* PROVIDED PASSAGE *
Overall, we identified seven genes whose expression levels were previously correlated with growth, progression, and poor prognosis of various tumours. Targeting the activity of each of these seven genes genetically and/or chemically was also shown to abrogate tumour growth in several reports. Accordingly, the antitumour activity of 8a could be accredited to modulating the expression levels of these oncogenes.

4.4. ADME profiling

The top potent derivatives 8a, 8c, 8f, 12c, and 24d in addition to WIN55,212-2 (2) were evaluated for their drug-likeness (Table 4) through assessing their conformity to Lipinski's rule of five (RO5) using ACD/Labs Percepta 2016 Build 2911 (13 Jul 2016). The log BB values of these compounds were also predicted in silico to examine their BBB permeability potential. The indole-2-carboxamide derivatives 8a, 8c, 8f, and 12c as well as WIN55,212-2 showed no violation to the RO5, indicating the drug-like attributes of these compounds. The small size and optimum lipophilicity (Log P = 2.69–3.23) of the preceding four indole-2-carboxamides suggest the prospective bioavailability of these analogues. On the contrary, the high lipophilicity of the quinolone derivative 24d (log P = 5.07) accounted for the one minor violation observed therein. All five compounds and WIN55,212-2 (2) are also expected to traverse the BBB, whereupon they may exert their antitumor activities.

Calculated drug-like properties of the top potent compounds 8a, 8c, 8f, 12c, and 24d in addition to reference compound 2 using ACD/Labs Percepta 2016 build 2911 (13 Jul 2016).

Cpd	MW	HBD	HBA	log P	NRB	TPSA	Log BB
8a	286.28	2	3	3.17	3	44.89	0.08
8c	304.27	2	3	3.23	3	44.89	−0.20
8f	344.31	2	5	3.02	4	63.35	−0.15
12c	312.27	3	5	2.69	2	73.57	−0.64
24d	391.29	2	4	5.07	2	58.20	0.21
2	426.51	0	5	4.13	4	43.70	−0.23

5. Conclusions

Motivated by the previously reported antitumour activity of the indole-based CB ligands WIN55,212-2 and compound 5, several analogous arylcarboxamide derivatives were designed, synthesised and evaluated for their cytotoxicity and antiproliferative activities against paediatric GBM KNS42 cells. The structure–antitumour activity relationship of our analogues led to the following highlights: (a) the indole-2-carboxamide framework is superior to the benzimidazole, indazole and quinolone counterparts; (b) replacing the adamantane moiety in 5 with benzyl or homopiperonyl groups was favourable; (c) mixed results were manifested when the linker connecting the indole moiety and adamantane group was overextended. Derivatives 8a, 8c, 8f, 12c, and 24d displayed the most potent inhibitory activities against the viability and proliferation of KNS42 cells. WIN55,212-2 and selective CB₂R agonists 4 and 5 showed potent cytotoxic activities against KNS42 cells, whilst JWH-133 was devoid of activity. Compounds 8a, 8c, 8f, 12c, and 24d maintained their potent antitumour activities against the other tested grade IV non-GBM paediatric brain tumour cells BT12 and BT16 (AT/RT). When tested against the DAOY (medulloblastoma) cells, these compounds were mostly active, with the exception of 8a. All indole-2-carboxamides 8a, 8c, 8f, and 12c showed no cytotoxicity against non-neoplastic human fibroblasts HFF1, suggesting their selective activity towards tumour cells. On the contrary, the quinolone-3-carboxamide 24d and reference compound WIN55,212-2 were toxic towards HFF-1 cells.

* REQUIRED ACTIONS *
1. Answer these questions about the carboxamide passage, one line each:
(a) What software was used to check the compounds against Lipinski's rule of five?
(b) What log P value is given for the quinolone derivative 24d?
(c) Which two compounds were toxic towards HFF-1 cells?
2. List every cell line named in the carboxamide passage.
3. Write the next part of the carboxamide passage, picking up after its final sentence.

[Point-per-instance localization data]

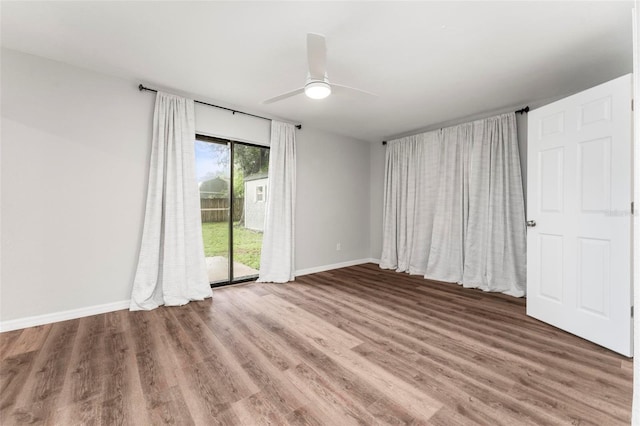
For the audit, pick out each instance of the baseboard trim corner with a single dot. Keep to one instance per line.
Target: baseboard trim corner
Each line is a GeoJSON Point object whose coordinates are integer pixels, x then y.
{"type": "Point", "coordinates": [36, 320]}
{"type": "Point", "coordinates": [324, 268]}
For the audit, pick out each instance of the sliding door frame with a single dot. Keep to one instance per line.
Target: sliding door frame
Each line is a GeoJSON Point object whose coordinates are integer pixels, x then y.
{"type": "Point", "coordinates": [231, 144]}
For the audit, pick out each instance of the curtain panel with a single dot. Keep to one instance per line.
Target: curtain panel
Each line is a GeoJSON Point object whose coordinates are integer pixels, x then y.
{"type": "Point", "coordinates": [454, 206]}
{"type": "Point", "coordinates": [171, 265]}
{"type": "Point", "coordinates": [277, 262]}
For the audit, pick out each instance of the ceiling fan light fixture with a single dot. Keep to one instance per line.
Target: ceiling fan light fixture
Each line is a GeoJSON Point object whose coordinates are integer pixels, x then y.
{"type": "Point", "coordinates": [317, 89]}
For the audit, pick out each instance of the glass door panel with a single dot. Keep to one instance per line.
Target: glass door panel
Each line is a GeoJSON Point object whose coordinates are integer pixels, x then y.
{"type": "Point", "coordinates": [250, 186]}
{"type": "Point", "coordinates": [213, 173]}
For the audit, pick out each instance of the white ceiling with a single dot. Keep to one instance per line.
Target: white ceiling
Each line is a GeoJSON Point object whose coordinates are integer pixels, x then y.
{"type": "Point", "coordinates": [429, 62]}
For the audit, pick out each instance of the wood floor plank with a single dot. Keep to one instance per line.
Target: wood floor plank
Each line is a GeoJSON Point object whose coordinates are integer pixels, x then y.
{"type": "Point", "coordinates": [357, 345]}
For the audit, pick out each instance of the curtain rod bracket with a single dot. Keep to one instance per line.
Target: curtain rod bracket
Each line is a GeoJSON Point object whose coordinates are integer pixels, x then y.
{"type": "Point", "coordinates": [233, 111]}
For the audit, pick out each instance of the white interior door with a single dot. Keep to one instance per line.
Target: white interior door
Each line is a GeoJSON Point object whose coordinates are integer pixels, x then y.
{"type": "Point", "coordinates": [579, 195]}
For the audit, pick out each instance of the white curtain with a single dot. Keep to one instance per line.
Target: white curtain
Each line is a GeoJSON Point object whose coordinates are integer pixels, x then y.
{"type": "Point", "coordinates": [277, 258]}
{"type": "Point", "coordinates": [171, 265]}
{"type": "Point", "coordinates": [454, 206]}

...

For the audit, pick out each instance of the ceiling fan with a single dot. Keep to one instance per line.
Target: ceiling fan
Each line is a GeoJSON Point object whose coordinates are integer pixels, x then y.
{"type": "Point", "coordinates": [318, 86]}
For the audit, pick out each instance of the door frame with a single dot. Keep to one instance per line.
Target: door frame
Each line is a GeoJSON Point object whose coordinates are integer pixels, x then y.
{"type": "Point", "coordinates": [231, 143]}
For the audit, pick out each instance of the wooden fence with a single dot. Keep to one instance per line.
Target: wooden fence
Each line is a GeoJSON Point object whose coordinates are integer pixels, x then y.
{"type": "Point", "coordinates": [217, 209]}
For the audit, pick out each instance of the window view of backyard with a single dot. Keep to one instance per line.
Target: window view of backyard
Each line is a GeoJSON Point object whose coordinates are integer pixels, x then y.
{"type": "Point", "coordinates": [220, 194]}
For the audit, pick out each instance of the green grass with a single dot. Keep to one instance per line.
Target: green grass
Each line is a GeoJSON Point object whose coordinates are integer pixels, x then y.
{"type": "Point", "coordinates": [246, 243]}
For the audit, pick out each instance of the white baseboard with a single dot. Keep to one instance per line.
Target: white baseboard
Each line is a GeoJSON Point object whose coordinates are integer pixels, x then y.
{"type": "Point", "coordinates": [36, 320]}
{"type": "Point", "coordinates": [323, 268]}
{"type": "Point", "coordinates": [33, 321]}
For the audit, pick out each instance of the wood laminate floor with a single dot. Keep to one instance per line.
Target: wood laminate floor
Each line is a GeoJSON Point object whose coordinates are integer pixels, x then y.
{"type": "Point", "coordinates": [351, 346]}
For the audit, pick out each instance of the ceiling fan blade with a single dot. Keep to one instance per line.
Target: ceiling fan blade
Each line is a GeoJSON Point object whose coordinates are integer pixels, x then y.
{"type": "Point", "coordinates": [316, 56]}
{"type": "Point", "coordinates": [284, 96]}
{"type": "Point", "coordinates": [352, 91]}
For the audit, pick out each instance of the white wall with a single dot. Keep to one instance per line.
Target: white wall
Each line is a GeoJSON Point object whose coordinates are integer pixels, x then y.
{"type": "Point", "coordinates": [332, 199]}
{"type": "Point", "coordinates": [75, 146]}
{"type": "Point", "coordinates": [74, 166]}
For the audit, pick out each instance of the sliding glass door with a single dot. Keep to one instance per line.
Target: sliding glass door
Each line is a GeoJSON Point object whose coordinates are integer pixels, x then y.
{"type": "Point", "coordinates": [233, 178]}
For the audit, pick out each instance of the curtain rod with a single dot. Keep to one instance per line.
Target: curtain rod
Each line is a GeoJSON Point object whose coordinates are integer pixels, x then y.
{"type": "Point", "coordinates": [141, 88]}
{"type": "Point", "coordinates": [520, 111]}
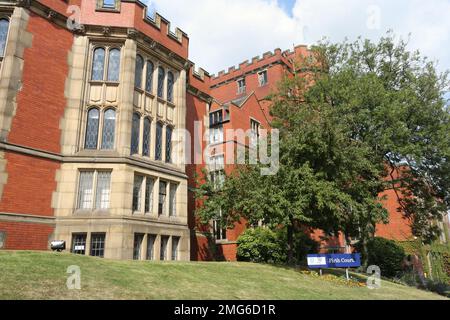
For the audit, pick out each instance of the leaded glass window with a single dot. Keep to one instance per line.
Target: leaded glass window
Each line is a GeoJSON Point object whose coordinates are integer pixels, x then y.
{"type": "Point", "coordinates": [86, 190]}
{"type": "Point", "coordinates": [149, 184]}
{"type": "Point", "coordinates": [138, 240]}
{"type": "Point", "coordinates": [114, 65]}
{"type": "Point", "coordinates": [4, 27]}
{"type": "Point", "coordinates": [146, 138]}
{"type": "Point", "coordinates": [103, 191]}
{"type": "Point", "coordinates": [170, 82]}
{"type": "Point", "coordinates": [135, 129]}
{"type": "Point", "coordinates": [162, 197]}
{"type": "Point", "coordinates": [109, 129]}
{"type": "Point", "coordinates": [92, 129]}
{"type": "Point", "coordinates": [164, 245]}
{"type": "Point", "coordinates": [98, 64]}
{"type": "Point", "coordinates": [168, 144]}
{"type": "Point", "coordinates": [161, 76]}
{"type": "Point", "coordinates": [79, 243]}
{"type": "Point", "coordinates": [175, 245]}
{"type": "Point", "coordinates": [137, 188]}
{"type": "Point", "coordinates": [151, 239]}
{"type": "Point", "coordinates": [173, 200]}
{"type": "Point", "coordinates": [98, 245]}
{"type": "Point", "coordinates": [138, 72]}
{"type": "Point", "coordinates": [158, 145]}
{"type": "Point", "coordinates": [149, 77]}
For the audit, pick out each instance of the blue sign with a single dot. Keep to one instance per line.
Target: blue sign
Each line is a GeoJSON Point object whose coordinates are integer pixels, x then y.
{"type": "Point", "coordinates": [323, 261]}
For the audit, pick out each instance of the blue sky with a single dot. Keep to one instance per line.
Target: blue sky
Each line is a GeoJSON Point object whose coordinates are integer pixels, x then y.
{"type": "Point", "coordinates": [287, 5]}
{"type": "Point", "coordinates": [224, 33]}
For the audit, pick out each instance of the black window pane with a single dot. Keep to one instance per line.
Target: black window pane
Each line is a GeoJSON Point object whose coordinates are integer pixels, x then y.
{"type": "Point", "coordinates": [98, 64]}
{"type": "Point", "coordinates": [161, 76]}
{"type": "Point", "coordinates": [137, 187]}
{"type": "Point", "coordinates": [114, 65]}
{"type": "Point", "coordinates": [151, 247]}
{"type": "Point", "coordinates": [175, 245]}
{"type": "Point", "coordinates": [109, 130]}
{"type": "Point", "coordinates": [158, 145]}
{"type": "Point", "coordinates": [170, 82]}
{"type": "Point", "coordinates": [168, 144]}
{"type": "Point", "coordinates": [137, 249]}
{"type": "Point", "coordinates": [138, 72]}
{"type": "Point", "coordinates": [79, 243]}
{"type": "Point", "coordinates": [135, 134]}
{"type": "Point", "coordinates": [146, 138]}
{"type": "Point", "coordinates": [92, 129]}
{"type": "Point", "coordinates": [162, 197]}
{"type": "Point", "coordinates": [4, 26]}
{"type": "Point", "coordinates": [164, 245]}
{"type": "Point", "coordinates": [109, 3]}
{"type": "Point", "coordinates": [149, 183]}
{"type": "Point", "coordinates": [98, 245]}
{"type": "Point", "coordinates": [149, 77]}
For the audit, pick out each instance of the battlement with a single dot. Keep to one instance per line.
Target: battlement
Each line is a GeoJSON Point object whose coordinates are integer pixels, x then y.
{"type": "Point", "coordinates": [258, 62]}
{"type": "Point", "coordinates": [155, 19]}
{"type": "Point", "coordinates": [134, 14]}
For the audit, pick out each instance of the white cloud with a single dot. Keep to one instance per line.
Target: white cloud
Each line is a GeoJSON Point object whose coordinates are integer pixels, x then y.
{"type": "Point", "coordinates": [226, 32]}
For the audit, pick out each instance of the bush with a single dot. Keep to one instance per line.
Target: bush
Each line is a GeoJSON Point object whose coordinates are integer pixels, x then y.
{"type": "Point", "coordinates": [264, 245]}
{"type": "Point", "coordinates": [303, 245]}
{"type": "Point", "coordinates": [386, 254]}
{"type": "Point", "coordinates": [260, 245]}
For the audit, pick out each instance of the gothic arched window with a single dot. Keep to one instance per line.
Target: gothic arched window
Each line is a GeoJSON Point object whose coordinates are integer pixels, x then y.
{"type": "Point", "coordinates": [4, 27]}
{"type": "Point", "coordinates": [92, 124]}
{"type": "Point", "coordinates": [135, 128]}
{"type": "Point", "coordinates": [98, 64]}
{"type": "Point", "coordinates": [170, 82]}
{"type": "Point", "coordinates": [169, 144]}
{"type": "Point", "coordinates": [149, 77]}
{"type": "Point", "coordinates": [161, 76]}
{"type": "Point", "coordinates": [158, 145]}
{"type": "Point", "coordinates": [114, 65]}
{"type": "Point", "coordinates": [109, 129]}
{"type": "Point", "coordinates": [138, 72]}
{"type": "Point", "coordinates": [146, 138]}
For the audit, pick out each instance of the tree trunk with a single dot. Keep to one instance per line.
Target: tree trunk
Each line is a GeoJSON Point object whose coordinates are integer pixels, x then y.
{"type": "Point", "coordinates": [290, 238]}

...

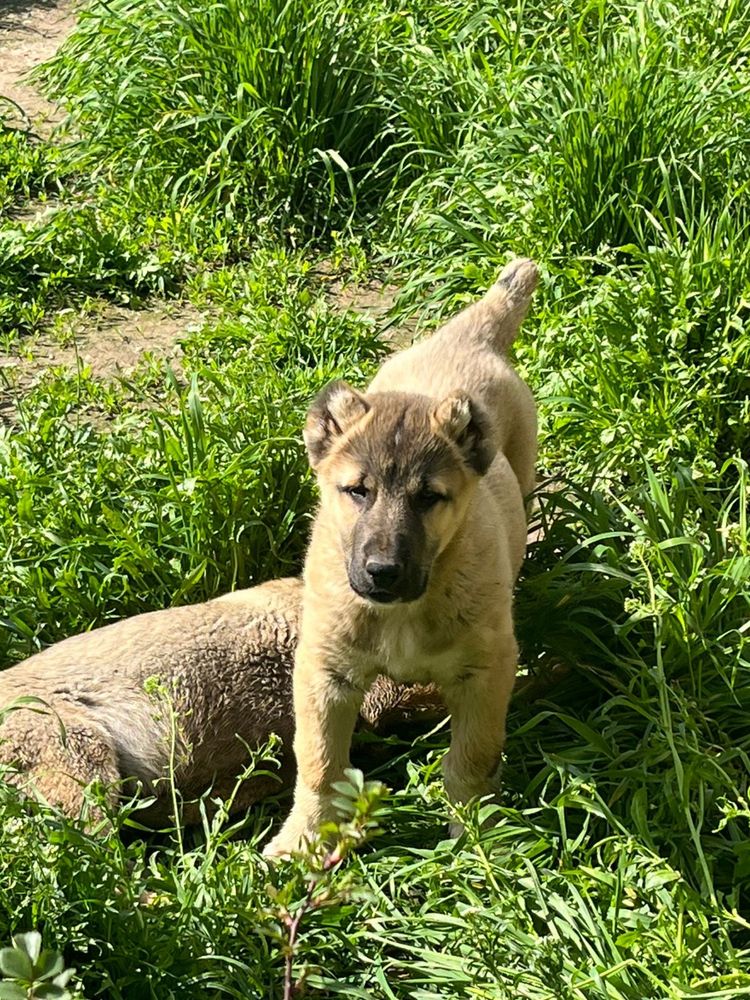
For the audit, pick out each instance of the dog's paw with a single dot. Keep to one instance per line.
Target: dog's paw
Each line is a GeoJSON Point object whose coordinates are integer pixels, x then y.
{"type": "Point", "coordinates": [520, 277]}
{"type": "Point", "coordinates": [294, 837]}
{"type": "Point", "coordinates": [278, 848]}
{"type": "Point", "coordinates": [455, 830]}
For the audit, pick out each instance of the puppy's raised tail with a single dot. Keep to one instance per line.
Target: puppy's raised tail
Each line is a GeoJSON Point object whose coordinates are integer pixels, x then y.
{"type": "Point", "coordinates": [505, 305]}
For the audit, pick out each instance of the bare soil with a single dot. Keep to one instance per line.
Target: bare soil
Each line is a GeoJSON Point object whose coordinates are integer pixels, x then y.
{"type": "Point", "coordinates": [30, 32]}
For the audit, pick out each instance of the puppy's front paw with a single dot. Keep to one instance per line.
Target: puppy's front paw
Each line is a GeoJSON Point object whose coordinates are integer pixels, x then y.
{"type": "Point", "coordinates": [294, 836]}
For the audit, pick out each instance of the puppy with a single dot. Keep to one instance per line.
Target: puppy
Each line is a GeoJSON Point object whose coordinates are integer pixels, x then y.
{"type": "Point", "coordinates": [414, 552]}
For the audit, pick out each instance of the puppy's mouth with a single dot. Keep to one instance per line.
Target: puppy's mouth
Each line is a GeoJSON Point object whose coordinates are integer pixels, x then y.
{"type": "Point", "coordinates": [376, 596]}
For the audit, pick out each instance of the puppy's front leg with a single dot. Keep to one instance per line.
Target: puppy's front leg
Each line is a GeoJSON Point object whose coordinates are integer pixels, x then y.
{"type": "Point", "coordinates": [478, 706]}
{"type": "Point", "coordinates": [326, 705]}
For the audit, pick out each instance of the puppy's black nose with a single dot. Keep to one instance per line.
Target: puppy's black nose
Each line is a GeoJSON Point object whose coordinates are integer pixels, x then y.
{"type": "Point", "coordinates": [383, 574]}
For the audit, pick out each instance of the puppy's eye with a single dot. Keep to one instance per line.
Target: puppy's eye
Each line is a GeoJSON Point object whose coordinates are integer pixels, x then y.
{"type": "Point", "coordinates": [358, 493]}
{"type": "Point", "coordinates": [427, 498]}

* ANSWERS FOR EACH ITEM *
1.
(a) ACD/Labs Percepta 2016 Build 2911 (13 Jul 2016)
(b) 5.07
(c) The quinolone-3-carboxamide 24d and WIN55,212-2

2. KNS42, BT12, BT16, DAOY, HFF1 (also written HFF-1)

3.
Based on the structural similarities between the newly synthesised compounds and known indole-based cannabinoids, CB functional assays were performed. None of our five most active compounds showed agonistic activity at CB₁R or CB₂R. In the antagonist mode, compounds 8a, 8c, and 12c failed to inhibit the CP55940-mediated response at both receptors. On the contrary, compounds 8f and 24d behaved as antagonists at CB₁R and CB₂R, respectively. The discrepancies observed between the antitumour activities of our compounds and their CB functional profiles suggest a complex interplay between CB receptor modulation and CB-independent antitumour mechanisms which remain to be determined. This was further supported by previous reports indicating the non-involvement of CB receptors in the antitumour activity of several cannabinoids.^{22,26,31–36,50,79} We further substantiated this premise when we performed a transcriptional analysis on KNS42 cells, wherein neither compound 6 nor 8a altered the expression of CNR1 and CNR2 genes. Contrary to our recent findings on compound 6,³⁸ the N-benzylindoleamide 8a did not show a significant modification in the expression of CA9 and SYK genes. Alternatively, we found a set of seven oncogenes that were significantly downregulated in 8a-treated KNS42 cells.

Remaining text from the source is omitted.